**Brief 1:** Output every line of the records on the ObjectDetector module as a JSON list of strings, one string per line, skipping blank lines and omitting the picture.

____ Passage shown

Steven “Steve” McBee Sr. has finally been sentenced for his part in a multimillion-dollar crop fraud scam after pleading guilty in 2024.
McBee, 52, was sentenced to 24 months in prison on Thursday, October 16, after his previous hearings were pushed back four separate times.
U.S. District Court Judge Stephen R. Bough ordered McBee to two years in prison and an additional two years on supervised release, according to court documents obtained by Us.
The former McBee Farm & Cattle CEO will also have to pay $4,022,124 in restitution for his crimes. According to the filing, McBee must self-surrender before 2 p.m. on Monday, December 1.
McBee gained public attention in early 2024 when he and his family made their reality TV debut on The McBee Dynasty: Real American Cowboys. The first season followed Steve and his four sons, Steven McBee Jr., Jesse McBee, Cole McBee and Brayden McBee, as they ran their farm and cattle company in Gallatin, Missouri.
While the show was full of twists and turns, including Steve’s romance with his company’s CFO Galyna Saltkovska — whom he had an affair with while married to his sons’ mother, Kristi McBee — it wasn’t until after the cameras stopped rolling that he found himself in real trouble.
The U.S. Attorney’s Office Western District of Missouri announced in a November 2024 press release that Steve had been charged with one count of federal crop insurance fraud following an FBI investigation into his dealings in 2018, 2019 and 2020.
Steve was accused of making a false report to his 2018 insurance provider, Rain and Hill, underreporting his “corn crop by approximately 674,812 bushels” and “his total 2018 soybean crop by approximately 155,833 bushels,” per the DOJ.
He also allegedly received more than $2.6 million in federal crop insurance benefits plus an additional $552,000 in federal crop insurance premium subsidies following the false report.
The DOJ claimed that Steve also committed fraud in 2019 and 2020, which consisted of allegedly misrepresenting that his soybean crops were “the first crop in certain fields” in 2019 while using the same land to grow wheat. The government explained that by allegedly double cropping, Steve was “not entitled” to the insurance claim he later filed.

________

**Brief 2:** List the names of Steve McBee's four sons as given in the article about his sentencing.

____ Stored rows

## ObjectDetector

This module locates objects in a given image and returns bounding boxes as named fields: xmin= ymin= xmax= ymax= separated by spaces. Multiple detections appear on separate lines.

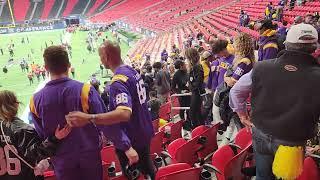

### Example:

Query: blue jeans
xmin=252 ymin=128 xmax=279 ymax=180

________

**Full output 1:**
[
  "## ObjectDetector",
  "This module locates objects in a given image and returns bounding boxes as named fields: xmin= ymin= xmax= ymax= separated by spaces. Multiple detections appear on separate lines.",
  "### Example:",
  "Query: blue jeans",
  "xmin=252 ymin=128 xmax=279 ymax=180"
]

**Full output 2:**
Steven McBee Jr.
Jesse McBee
Cole McBee
Brayden McBee